:: Entries supplied

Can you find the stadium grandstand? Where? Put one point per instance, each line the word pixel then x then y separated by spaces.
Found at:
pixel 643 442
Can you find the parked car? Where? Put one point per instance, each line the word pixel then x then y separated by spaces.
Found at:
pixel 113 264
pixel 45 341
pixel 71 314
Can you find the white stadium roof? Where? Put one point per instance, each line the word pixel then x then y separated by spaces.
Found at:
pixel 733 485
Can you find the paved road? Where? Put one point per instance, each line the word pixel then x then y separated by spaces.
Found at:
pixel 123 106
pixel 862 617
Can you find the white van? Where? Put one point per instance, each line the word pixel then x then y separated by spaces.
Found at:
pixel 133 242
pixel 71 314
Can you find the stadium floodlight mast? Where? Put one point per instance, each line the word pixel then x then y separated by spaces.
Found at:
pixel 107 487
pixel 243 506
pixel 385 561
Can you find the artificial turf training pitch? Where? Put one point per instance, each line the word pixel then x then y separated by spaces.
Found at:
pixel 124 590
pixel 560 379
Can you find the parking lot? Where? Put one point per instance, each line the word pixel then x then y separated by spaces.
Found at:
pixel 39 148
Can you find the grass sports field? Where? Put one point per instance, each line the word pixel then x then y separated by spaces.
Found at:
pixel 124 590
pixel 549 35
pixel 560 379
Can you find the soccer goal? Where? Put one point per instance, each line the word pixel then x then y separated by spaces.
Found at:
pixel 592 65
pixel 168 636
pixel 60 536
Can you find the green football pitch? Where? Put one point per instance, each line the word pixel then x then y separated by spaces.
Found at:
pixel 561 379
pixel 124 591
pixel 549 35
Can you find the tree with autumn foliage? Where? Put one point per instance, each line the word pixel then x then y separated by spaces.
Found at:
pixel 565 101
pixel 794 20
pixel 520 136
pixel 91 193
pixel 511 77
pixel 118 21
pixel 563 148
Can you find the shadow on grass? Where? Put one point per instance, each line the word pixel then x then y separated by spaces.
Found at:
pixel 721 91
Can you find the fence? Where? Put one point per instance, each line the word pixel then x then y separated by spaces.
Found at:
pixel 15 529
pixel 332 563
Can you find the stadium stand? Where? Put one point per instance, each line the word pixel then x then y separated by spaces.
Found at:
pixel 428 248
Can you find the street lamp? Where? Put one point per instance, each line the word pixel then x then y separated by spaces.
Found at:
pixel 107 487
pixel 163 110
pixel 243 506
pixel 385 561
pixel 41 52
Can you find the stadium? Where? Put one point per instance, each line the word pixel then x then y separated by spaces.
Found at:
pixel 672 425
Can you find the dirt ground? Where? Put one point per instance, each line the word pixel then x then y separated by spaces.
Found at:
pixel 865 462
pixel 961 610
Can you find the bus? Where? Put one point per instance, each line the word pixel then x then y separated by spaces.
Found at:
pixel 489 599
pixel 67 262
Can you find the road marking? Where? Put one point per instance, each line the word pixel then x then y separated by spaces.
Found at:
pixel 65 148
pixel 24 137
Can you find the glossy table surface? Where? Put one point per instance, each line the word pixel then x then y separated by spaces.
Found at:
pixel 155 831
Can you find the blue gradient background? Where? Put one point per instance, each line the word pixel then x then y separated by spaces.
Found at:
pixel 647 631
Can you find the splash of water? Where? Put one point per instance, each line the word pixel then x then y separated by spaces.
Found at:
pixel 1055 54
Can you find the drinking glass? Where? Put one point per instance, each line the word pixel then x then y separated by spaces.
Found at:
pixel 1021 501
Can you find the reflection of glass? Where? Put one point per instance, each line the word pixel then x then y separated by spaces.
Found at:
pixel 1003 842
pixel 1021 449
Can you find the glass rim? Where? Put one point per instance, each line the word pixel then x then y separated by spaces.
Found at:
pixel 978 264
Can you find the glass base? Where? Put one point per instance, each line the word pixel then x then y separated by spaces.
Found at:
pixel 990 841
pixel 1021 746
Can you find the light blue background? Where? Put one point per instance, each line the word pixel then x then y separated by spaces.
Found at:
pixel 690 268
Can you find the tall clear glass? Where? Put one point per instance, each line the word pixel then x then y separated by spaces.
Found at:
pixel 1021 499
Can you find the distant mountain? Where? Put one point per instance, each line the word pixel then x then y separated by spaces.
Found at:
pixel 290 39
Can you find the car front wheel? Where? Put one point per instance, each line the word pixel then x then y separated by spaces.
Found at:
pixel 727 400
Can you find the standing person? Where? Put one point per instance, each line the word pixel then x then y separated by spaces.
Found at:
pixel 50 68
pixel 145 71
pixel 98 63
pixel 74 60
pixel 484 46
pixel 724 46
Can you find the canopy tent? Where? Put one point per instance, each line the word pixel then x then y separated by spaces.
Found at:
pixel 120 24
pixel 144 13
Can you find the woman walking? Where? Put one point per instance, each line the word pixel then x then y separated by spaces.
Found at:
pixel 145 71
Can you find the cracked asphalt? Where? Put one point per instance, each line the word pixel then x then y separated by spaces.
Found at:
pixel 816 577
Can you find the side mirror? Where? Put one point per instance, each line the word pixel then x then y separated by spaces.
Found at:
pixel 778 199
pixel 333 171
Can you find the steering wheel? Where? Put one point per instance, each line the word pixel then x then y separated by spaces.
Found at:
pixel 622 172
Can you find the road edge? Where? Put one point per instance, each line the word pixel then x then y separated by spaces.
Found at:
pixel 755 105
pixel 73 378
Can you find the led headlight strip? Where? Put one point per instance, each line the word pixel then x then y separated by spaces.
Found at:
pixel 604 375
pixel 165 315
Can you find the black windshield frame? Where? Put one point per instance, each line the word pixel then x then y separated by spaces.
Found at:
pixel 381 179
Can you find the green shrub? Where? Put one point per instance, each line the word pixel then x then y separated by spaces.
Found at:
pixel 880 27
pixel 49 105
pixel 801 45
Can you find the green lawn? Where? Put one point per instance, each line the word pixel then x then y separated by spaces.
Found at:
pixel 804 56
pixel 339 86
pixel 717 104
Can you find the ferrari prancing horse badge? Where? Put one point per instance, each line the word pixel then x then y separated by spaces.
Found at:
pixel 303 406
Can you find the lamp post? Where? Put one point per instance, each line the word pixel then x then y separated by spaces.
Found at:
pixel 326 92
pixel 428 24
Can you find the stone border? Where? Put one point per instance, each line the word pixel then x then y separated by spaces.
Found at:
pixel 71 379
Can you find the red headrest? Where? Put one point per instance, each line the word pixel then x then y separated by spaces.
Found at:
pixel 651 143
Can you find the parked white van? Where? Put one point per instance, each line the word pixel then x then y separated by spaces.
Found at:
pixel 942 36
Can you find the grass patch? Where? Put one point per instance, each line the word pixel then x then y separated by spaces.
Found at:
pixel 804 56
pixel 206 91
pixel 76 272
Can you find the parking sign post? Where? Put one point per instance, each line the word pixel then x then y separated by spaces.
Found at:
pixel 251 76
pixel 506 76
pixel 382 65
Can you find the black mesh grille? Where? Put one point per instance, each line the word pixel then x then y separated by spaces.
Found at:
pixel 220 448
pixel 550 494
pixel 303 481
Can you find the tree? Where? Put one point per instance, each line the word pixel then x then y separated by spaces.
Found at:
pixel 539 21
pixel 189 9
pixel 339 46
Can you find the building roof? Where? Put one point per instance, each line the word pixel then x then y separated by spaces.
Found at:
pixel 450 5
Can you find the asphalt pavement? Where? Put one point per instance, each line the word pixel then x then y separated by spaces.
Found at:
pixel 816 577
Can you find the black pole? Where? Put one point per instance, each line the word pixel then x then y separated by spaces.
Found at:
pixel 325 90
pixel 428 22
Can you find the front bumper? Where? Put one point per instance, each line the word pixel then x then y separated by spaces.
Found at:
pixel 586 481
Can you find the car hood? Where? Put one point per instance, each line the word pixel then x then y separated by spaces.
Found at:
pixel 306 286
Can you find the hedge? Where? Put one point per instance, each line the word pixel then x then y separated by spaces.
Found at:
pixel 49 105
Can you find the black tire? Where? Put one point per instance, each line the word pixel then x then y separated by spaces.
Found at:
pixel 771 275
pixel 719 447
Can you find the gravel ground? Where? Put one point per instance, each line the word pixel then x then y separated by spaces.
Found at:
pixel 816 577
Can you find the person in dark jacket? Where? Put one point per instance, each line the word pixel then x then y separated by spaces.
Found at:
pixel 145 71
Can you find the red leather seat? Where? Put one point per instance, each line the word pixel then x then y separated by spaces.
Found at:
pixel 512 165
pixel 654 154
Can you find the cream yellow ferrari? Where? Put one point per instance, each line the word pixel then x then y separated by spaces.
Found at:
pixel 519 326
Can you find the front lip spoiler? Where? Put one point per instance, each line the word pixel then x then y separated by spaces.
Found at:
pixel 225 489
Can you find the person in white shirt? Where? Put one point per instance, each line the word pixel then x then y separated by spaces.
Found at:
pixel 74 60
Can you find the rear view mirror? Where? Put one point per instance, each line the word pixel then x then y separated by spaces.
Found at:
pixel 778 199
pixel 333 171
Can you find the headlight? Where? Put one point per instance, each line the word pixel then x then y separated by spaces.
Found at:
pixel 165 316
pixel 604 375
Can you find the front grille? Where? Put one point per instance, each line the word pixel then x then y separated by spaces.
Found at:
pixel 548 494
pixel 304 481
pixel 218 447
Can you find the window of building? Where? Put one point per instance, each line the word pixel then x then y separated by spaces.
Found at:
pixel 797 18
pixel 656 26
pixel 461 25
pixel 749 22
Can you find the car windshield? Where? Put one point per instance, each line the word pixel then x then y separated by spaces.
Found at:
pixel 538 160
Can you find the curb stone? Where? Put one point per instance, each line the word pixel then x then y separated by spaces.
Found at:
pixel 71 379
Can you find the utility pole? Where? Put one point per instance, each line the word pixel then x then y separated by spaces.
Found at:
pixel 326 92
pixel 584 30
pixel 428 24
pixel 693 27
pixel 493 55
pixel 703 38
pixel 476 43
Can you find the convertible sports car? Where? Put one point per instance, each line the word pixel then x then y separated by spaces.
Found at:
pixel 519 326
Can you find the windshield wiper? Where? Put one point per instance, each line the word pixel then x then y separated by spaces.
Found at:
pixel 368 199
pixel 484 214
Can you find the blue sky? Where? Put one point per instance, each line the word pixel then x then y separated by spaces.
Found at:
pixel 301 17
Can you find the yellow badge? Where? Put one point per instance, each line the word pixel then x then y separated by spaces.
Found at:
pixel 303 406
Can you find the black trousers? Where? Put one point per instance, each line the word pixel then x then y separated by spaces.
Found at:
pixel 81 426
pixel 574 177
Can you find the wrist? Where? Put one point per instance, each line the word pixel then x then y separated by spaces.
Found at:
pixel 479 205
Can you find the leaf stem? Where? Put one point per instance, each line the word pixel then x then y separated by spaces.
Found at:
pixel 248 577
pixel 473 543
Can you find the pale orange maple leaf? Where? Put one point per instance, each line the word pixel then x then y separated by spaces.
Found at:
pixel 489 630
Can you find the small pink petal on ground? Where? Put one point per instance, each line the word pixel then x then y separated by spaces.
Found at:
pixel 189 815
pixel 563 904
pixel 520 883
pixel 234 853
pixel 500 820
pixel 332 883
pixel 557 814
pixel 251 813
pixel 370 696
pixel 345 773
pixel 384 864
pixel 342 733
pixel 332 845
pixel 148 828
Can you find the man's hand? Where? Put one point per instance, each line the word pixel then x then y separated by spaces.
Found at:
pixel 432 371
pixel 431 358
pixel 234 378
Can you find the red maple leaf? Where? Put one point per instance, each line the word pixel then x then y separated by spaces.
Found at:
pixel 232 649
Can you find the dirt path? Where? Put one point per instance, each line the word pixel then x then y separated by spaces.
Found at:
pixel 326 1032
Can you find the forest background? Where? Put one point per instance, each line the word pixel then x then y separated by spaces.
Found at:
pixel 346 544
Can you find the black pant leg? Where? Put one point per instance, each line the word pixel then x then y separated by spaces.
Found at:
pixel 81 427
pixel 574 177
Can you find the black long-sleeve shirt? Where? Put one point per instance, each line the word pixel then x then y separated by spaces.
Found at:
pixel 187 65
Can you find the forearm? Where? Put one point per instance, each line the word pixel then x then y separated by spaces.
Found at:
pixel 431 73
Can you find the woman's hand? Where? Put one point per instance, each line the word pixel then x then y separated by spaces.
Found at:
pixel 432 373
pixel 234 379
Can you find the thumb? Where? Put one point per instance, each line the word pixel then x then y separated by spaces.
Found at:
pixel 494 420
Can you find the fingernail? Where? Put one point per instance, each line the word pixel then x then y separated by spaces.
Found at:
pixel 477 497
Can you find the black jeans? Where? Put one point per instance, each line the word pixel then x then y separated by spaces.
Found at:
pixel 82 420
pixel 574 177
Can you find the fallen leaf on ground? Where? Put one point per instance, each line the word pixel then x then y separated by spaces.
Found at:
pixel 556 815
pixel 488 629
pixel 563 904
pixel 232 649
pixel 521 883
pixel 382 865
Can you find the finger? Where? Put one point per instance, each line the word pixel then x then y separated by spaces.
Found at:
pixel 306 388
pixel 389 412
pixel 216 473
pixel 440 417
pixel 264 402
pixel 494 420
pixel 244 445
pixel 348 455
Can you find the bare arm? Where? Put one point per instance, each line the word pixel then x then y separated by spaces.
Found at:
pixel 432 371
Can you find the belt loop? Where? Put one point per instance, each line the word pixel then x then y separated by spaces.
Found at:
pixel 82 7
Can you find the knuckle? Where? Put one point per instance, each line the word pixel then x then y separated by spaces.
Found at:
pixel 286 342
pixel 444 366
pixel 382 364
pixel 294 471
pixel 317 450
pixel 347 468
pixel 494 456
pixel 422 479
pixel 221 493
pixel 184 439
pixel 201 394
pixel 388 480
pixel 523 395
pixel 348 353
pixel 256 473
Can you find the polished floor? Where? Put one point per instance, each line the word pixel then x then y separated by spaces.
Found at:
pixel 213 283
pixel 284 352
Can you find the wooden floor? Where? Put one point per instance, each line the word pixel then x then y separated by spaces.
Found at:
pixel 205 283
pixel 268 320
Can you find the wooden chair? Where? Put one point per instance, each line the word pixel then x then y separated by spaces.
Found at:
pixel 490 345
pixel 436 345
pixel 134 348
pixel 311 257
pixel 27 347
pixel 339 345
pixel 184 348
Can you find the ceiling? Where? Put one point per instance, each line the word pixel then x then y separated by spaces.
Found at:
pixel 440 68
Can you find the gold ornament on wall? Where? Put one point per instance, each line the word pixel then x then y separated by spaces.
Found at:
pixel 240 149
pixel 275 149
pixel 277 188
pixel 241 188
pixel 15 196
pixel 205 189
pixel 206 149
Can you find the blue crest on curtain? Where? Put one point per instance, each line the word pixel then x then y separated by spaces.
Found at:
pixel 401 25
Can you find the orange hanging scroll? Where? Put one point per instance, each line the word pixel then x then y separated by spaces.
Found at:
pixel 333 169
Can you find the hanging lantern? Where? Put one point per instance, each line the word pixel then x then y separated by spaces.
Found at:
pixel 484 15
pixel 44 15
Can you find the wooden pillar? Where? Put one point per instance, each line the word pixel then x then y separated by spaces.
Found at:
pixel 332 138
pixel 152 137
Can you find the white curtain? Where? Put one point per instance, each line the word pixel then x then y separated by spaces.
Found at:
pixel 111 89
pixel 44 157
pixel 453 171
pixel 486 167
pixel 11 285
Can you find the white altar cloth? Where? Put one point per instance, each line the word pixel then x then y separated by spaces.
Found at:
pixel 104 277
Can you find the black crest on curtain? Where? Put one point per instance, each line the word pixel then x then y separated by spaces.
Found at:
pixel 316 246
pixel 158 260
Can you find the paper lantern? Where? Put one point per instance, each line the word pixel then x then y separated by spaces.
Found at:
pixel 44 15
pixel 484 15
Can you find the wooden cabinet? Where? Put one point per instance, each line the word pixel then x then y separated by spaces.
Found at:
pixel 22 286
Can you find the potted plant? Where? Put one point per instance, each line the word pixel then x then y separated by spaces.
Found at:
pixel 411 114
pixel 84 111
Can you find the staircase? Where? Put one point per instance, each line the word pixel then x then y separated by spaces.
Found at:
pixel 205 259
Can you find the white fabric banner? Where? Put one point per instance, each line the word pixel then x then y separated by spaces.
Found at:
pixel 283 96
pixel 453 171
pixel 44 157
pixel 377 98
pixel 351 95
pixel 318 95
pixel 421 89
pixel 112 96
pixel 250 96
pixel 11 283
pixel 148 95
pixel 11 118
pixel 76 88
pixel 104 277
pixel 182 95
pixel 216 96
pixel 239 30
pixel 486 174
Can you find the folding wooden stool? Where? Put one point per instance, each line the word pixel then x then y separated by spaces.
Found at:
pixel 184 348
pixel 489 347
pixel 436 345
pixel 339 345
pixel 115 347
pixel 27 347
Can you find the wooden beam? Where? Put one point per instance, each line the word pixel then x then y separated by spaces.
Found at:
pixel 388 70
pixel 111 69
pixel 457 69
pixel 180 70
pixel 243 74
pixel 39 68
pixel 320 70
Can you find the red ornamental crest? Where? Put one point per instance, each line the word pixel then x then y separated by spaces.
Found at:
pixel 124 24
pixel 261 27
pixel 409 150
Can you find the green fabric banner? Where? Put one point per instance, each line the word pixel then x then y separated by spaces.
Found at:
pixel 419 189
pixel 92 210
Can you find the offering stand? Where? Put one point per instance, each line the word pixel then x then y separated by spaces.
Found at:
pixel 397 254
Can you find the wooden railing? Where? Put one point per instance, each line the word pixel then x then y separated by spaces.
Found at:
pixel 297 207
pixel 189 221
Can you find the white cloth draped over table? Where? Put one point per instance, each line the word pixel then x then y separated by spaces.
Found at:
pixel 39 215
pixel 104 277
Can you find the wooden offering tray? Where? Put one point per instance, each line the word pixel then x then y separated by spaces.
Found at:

::::

Set task >> Express the data from the line containing "Can you find the parking sign" through the line containing "pixel 382 65", both included, as a two-column CSV headed input and output. Each row should pair a text with its answer, and each value should occupy a single quoted field with its line breaks replaced by spaces.

Task output >>
input,output
"Can you find the parking sign post? Where? Put one point per instance, each line the word pixel then x then y separated by spaces. Found at:","pixel 251 76 pixel 506 76 pixel 382 65"